**Text segment:**
Step 1: School Walk (Adapted from National School Reform Initiative)
In teams of three walk through the host school for 20-30 minutes. Make non-evaluative observations, avoiding qualitative judgements about what you see. As you walk, discuss the following questions:
ENCOUNTER:
- What do you see? What don’t you see?
- What do you wonder about?
- What do you think this school is working on?
If you work with the school, don’t give a tour, explain, apologize or show off. Look at your partner school and participate with a beginner’s mind.
Step 2: Classroom Observations (For the Observer)
Remaining in your triads, go to your first assigned classroom. Quietly try to find a seat that does not disrupt the flow of instruction. Observe the class from an equity lens with the following questions in mind (jotting down notes is encouraged):
- Is it clear what teachers want students to do?
- Who participates?
- Do only certain students readily ask for assistance? Are there commonalities among this group?
- Does the teacher only engage with certain students? Are there commonalities among this group?
- Are students engaged in classroom discussion or are they responding to teacher?
- Is differentiation apparent?
- Is there a cohesive summary to the end of class?
Repeat in second assigned classroom. Triads return to meeting room. Debrief observations.
Step 3: “Fireside Chat” with Host School Leadership and Observers
Conversation between the school’s leadership team and observers:
Reflections on partnership experience
- How is this school emblematic of equity challenge?

**Information supplied:**
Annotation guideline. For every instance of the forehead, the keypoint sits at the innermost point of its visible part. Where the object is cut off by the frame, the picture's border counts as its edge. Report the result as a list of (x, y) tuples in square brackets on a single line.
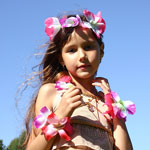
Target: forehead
[(81, 35)]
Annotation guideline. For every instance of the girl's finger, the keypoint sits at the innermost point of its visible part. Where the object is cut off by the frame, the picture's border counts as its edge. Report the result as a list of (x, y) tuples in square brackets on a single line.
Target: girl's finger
[(105, 89)]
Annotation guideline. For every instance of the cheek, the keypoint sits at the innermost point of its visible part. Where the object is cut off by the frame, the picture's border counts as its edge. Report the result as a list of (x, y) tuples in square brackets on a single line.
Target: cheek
[(95, 56)]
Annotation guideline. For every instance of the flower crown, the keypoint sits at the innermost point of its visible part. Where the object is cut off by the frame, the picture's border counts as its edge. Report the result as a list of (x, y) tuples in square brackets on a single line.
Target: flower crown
[(94, 22)]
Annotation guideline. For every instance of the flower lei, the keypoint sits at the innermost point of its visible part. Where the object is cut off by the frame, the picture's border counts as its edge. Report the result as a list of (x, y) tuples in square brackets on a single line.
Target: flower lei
[(50, 125), (116, 107), (94, 22)]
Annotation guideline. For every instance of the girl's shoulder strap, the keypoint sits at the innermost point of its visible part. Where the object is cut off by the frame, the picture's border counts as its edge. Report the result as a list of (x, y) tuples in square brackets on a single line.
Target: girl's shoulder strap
[(46, 95)]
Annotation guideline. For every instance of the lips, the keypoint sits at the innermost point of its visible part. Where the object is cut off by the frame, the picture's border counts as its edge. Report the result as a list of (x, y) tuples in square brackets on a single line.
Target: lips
[(84, 66)]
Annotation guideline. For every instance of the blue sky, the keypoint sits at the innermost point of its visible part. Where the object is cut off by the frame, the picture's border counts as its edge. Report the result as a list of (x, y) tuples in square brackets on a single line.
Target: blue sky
[(126, 61)]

**Task A:**
Based on the school visit protocol, answer yes or no to each statement, and quote the words of the protocol that decide it.
(i) The school walk is done in teams of three for 20 to 30 minutes.
(ii) Observers who work with the school should give a tour of it.
(iii) Observers are required to take notes during classroom observations.
**Task B:** Reproduce the passage of the school visit protocol starting with "If you work" and going on through "- Who participates?".
The entries above have no connection to the school visit protocol.

**Written solution A:**
(i) Yes: "In teams of three walk through the host school for 20-30 minutes."
(ii) No: "If you work with the school, don’t give a tour, explain, apologize or show off."
(iii) No: "jotting down notes is encouraged"

**Written solution B:**
If you work with the school, don’t give a tour, explain, apologize or show off. Look at your partner school and participate with a beginner’s mind.
Step 2: Classroom Observations (For the Observer)
Remaining in your triads, go to your first assigned classroom. Quietly try to find a seat that does not disrupt the flow of instruction. Observe the class from an equity lens with the following questions in mind (jotting down notes is encouraged):
- Is it clear what teachers want students to do?
- Who participates?